Goal of the exercise: Would you return, word for word, the part of the passage on software engineers' responsibility running from "Really? As a" down to "perpetuation of pain?"?

Passage to read:
BEGIN

Software engineers are surrogates for ALL jobs because software is used everywhere. When we serve medicine, we should be obliged to take the Hippocratic oath. When we serve the military or intel agencies (with a security clearance), we ARE obliged to take an formal oath of secrecy. IMHO, many other S/W roles bear no less responsibility.

I think it's time that we software infrastructuralists take our role behind the scenes as seriously as those on the front lines do.

Really? As a former smoker I don't place cigarettes and software in even remotely the same category. Ok -- question. How will this be enforced? Legal/Medical/Eng have licenses to practice you can lose these licenses. I don't need anybody's approval to write code, all the tools are available for free. You are naive if you think some feel good words on paper can make this work without some force backing these words.

Let's say you're a programmer working for a tobacco company. Or for an alcohol distillery making only the most down-market 'ripple' products, inevitably consumed only by destitute inebriates dwelling in the dungeons of life. Do you really imagine that you bear no responsibility for the impact of your work when you enable the perpetuation of pain?

I've worked for several past employers whom I now disrespect (and whose leadership since earned them this disrepute), so this issue isn't merely hypothetical for me.

END

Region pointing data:

BEGIN

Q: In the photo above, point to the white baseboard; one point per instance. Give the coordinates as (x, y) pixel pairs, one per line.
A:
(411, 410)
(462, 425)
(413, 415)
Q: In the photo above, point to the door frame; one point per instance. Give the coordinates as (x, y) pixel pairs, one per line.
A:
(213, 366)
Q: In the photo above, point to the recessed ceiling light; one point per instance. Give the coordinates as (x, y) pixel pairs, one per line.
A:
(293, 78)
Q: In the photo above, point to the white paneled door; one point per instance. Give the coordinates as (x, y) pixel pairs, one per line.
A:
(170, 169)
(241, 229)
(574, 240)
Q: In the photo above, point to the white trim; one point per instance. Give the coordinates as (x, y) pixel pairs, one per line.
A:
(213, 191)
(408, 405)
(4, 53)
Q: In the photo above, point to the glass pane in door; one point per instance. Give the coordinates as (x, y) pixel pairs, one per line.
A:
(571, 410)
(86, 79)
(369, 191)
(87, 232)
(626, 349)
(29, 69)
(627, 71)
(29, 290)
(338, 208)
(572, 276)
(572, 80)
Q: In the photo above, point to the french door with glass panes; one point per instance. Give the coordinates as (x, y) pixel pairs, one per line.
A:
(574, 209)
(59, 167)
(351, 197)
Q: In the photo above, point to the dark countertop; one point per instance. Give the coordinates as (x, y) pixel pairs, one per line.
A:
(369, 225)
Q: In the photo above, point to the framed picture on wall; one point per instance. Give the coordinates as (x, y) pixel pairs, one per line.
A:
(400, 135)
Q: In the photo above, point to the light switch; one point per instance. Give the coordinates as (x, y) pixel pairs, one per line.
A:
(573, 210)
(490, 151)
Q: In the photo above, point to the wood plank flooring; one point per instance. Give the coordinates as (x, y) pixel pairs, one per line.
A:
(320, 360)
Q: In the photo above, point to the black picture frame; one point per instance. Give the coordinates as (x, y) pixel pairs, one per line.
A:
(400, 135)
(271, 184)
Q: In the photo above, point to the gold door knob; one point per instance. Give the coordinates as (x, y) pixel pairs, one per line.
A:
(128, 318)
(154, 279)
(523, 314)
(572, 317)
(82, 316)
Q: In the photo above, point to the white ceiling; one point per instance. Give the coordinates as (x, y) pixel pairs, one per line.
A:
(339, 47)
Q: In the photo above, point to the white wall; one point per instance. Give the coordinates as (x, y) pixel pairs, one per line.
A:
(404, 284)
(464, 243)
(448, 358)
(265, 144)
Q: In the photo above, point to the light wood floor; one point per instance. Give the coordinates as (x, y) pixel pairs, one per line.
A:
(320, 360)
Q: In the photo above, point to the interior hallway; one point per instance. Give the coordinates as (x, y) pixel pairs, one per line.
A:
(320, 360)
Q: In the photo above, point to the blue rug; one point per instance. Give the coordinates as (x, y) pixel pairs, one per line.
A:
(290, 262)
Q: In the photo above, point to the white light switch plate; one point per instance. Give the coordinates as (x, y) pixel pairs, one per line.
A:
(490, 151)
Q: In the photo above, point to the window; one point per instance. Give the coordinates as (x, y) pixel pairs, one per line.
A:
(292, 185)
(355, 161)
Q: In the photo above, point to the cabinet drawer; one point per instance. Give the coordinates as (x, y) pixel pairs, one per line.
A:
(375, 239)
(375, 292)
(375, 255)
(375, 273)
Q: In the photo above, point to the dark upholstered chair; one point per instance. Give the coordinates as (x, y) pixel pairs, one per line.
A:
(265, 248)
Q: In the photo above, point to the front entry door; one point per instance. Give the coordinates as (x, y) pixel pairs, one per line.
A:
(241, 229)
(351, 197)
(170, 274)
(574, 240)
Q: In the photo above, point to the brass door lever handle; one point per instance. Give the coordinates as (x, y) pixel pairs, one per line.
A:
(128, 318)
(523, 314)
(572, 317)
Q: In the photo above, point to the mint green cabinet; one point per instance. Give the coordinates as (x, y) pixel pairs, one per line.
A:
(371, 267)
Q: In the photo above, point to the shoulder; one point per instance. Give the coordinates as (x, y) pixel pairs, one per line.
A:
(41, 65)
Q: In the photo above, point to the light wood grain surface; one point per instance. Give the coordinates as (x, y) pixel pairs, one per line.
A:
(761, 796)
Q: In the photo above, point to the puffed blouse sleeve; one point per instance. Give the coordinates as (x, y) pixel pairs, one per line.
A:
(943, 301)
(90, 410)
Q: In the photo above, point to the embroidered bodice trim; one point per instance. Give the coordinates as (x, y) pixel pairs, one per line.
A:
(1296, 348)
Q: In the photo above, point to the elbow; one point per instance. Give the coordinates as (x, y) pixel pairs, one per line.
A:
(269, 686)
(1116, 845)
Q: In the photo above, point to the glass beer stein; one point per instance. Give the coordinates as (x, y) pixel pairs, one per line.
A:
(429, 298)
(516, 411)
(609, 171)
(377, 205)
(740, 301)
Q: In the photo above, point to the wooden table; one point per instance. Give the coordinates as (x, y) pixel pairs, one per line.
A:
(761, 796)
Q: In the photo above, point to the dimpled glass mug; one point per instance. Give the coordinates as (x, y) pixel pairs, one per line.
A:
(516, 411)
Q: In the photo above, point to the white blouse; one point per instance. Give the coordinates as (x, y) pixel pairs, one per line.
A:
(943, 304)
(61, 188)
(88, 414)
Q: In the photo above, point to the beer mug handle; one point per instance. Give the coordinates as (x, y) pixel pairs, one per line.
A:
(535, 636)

END

Written reply:
Really? As a former smoker I don't place cigarettes and software in even remotely the same category. Ok -- question. How will this be enforced? Legal/Medical/Eng have licenses to practice you can lose these licenses. I don't need anybody's approval to write code, all the tools are available for free. You are naive if you think some feel good words on paper can make this work without some force backing these words.

Let's say you're a programmer working for a tobacco company. Or for an alcohol distillery making only the most down-market 'ripple' products, inevitably consumed only by destitute inebriates dwelling in the dungeons of life. Do you really imagine that you bear no responsibility for the impact of your work when you enable the perpetuation of pain?